### Problem description:
Locate each line in the material below that contains the word "stone", and copy those lines.

### Given information:
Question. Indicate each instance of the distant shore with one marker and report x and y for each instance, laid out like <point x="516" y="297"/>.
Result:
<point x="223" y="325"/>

==

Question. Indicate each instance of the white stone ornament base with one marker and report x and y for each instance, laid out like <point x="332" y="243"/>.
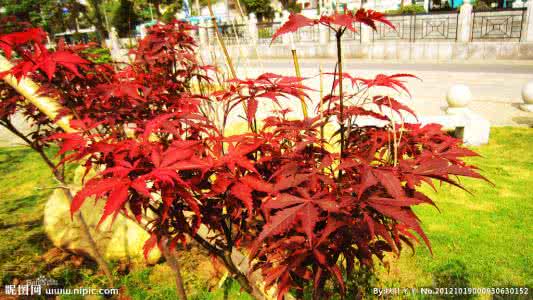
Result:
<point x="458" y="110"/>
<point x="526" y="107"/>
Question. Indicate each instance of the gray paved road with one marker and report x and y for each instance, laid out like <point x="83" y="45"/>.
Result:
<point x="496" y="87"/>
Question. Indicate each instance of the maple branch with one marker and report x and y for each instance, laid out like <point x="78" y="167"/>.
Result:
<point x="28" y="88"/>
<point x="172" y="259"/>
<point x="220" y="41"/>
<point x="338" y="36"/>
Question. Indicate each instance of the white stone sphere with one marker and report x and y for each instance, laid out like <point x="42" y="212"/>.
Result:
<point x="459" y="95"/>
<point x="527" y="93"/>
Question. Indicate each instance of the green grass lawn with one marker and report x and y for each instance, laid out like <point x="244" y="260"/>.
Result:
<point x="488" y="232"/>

### Answer to the exercise:
Question. Indicate each instance of the white stone ornament base with one marker and report x and y for each instance, laid out like <point x="332" y="243"/>.
Question. Indicate each instance of the white stone sphere with one marker and report x and y for each instance, laid out like <point x="42" y="212"/>.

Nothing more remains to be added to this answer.